BEGIN PASSAGE TO READ
Why Reliance and HDFC are having a good time during Coronavirus lockdown?
The world is gripped by the Coronavirus (COVID-19) panic, yet the capitalists are jubilant in this so-called season of “social distancing”, even though the number of deaths steeply rise globally. Capitalism thrives on profit and an epidemic has provided some reasons for the big corporations to profiteer, if not through the straight route then through the crescent. The stock markets around the world, after stumbling and suffering worst shock in more than a decade, started not only recovering but are galloping with a rage. Now the question is, when half of the global big economies are under lockdown, why the capitalists are jubilant?
On March 25th 2020, the Bombay Stock Exchange (BSE) experienced the bull’s rage as the Sensex surged by 1,862 points, ironically on the very first day of a 21-day-long national lockdown announced by Prime Minister Narendra Modi. The investors and speculators managed to earn Rs 4.70 trillion in a single day as the total market capitalisation of the BSE-listed firms jumped to nearly Rs 108.40 trillion. Probably it’s a coincidence that Modi’s biggest patron Mukesh Ambani’s Reliance Industry Limited (RIL) was the driving force of the market’s bull rage along with the HDFC Bank. With this 1,862 points, the 30-share pack Sensex was 6.98% up at 28,536. The NSE Nifty rose by 497 points to 8,298.
Apparently, the RIL shares rose by 14% in the NSE after the Financial Times reported on March 24th that Facebook is going to buy 10% stakes in Ambani’s Reliance JIO, Ambani’s mobile telecommunication and broadband arm. The Reliance JIO has played an obnoxious role in wiping out competition from the Indian telecom sector. With the support of Modi, Reliance JIO has established a virtual monopoly in the Indian telecom market. Facebook has taken a decisive leap in buying stakes of Reliance JIO after Ambani assured US President Donald Trump that no Chinese components are used in its 5G expansion drive during the latter’s India tour.
The HDFC Bank also experienced a 12.41% surge in its stock price at Rs 863 on NSE. What made the stocks of HDFC Bank surge when the overall investor sentiments regarding the Indian banking sector has been negative? HDFC Bank is making a kill in the market along with the RIL because of its vigorous attempts to buy stakes of public sector banks (PSBs), which are packaged for privatisation by Finance Minister Nirmala Sitharaman through a merging drive. Morgan Stanley has positively reviewed the HDFC Bank and estimated a 20% CAGR for the next few quarters. Morgan Stanley also predicted a strong financial record for the bank to sustain the COVID-19 outbreak and lockdown. This confidence is rooted in the fact that the HDFC Bank will be gaining a lot from Sitharaman’s PSB privatisation spree without their bad debt burden.
END PASSAGE TO READ
**THE PROBLEM:** Name every person mentioned in the article about Reliance and HDFC during the Coronavirus lockdown.
BEGIN THE DATA
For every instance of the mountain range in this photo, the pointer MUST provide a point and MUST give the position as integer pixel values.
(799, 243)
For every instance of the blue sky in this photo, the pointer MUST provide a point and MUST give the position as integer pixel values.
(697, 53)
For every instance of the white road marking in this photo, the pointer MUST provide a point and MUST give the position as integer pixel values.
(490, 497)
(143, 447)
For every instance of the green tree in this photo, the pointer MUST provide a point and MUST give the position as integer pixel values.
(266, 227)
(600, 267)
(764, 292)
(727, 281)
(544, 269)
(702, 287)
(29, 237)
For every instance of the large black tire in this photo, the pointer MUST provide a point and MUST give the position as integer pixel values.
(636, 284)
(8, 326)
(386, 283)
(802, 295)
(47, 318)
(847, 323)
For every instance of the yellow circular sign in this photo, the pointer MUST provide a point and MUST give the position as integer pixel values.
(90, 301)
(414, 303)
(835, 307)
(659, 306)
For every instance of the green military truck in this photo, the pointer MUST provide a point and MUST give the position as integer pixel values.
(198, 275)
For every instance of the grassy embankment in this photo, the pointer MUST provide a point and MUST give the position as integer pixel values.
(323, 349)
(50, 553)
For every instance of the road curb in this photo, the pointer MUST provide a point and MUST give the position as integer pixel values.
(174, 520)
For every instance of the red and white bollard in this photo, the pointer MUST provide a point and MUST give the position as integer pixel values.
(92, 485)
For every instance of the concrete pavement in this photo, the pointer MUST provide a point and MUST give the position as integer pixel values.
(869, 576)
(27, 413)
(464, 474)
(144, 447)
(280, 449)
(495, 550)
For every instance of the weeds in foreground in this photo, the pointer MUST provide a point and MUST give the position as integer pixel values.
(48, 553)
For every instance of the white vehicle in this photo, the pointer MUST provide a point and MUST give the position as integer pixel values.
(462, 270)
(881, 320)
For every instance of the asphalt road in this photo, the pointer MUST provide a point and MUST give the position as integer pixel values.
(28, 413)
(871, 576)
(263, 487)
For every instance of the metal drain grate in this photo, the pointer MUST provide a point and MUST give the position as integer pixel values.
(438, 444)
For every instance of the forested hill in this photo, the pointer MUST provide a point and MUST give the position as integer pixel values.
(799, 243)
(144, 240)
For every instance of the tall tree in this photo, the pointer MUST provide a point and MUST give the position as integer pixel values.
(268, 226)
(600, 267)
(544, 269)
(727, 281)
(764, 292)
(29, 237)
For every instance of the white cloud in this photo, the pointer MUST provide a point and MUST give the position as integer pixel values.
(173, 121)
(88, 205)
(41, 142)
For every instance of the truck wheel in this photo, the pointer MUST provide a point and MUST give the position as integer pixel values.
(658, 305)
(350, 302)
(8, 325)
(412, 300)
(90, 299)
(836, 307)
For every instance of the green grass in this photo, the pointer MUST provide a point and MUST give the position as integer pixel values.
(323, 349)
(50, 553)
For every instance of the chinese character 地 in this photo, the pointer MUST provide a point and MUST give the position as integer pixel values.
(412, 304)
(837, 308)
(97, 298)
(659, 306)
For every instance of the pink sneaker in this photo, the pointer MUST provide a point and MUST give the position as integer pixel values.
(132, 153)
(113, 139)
END THE DATA
**EXPECTED OUTPUT:** Narendra Modi, Mukesh Ambani, Donald Trump, Nirmala Sitharaman